In recent times, this major role has extended beyond the annual financials to encompass the quarterly financial reports. Owing to this, audit committees are now becoming more concerned on matters regarding to corporate reporting as contrasted with financial reporting. Owolabi and Dada (2011), said that considering the total numbers of corporate failures and collapses, it is very important that audit committees are taken with more seriousness among corporate organizations.

The audit committee could be an intermediary between the external auditor and the group of directors; also it aids and facilitates the monitoring process by reducing information asymmetry among the external auditor and the board. In addition, Blue Ribbon Committee (2019) noted that as a paramount mechanism of corporate governance audit committee which is held responsible for the appointment of external-auditors and oversees the audit process to ensure quality financial reporting.

Therefore, an auditor's independence and the earning quality of the financials are usually set on proper functionality of audit committees. Assessing the agitations to re-review the structures of corporates governance as in Nigeria and considering the significance attached to the institution of effective corporate governance, the Federal Government of Nigeria, through her regulatory agencies which came up with institutional arrangements to protect investors in Nigeria (Kajola, 2008).

In this light, as contained in Company and Allied Matters Act (CAMA) CAP, C20, Law of Federal Republic of Nigeria (LFN) 2016 Sec was the first attempt to provide for audit committee potency. While, the second attempt was contained in the Code of Corporate Governance best practices emanate by the Securities and Exchange Commission (SEC) in November, 2011.

The two provisions listed above failed to help address the matter of audit committees with regards to financial expertise, hence failed to ensure quality of the financials. The failure was because of the constant reports that surrounded the misappropriations of the financials which led to the CEOs in some Nigerian banks being removed (Ojeka, Owolabi and Kanu 2023). As at 2019 a new code for corporate governance was issued with the hope of filling the gaps identified with previous codes.

• **DATA BLOCK**
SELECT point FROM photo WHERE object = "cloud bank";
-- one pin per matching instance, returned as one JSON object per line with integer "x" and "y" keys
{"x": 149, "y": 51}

• **PARTS OF THE EXERCISE**
1. According to the passage on audit committees in Nigeria, when did the Securities and Exchange Commission issue its Code of Corporate Governance best practices?
2. Carry on the passage on audit committees in Nigeria, starting after its final sentence.

• **SOLVED TASKS**
1. November 2011.

2.
Efficiency is the ability to turn assets into high revenue yield by reducing the level of relevant cost and expenses. Efficiency can be seen as a production of a given output with fewer inputs or utilizing a given set of inputs to produce greater output (Dalley & Matthews, 2009). Efficiency could be “Technical or operational” but often assessed either in terms of the economic principle with the comparison of two factors mainly resource deployment and productivity. Bank Efficiency is thus the tactical deployment of resources to maintain a safe balance between cost and productivity or minimum combination of inputs (assets and liabilities) necessary to produce maximum level of outputs (income) in banking operations. Hence, this study reviews Bank efficiency regarding its operations, activities and transactions over the period. A bank’s efficiency ratio tells you how profitable and how prudent the bank assets are utilized to guarantee the level of productivity, which indicates its level of financial soundness and stability. Deposit Money Banks income can generally be divided into interest and non-interest income. A bank that earn more interest from its assets than it pays out on its liabilities among others could be viewed on the one part as more profitable and efficient. However, bank efficiency broadly encompasses financial, managerial, credit compliance and operational efficiency. Bank efficiency is the most important area of bank performance measurement, as such, an in-depth look into the efficiency of deposit money banks have become inevitable.


1.2 Statement of the Research Problem

Despite regulatory frameworks like the Corporate Governance Code and guidelines from the Central Bank of Nigeria (CBN) requiring the establishment of audit committees in deposit money banks, concerns persist over the quality of financial reporting in the Nigerian banking sector. Issues such as earnings manipulation, creative accounting, and financial statement fraud continue to surface, undermining public trust and investor confidence.

The core research problem arises from a gap between regulatory expectations and actual practice. While audit committees are established, their effectiveness—especially in terms of independence—remains questionable. Many audit committee members may have close ties with management or lack the professional expertise to detect earnings management practices.

Thus, the study seeks to investigate whether audit committee independence truly contributes to enhancing the quality of reported earnings, and whether it can serve as an effective mechanism for financial accountability and governance in Nigerian banks. (Jeroh, 2022). No doubt, the dependability of financial information are vital to the growth of any economy. Auditors on their part are anticipated to be objective and independence in the discharge of their responsibilities (Adelaja, 2019), consequent on the take that auditors provides key assurance in the protection of the varying stakeholders interests (Gallegos, 2016).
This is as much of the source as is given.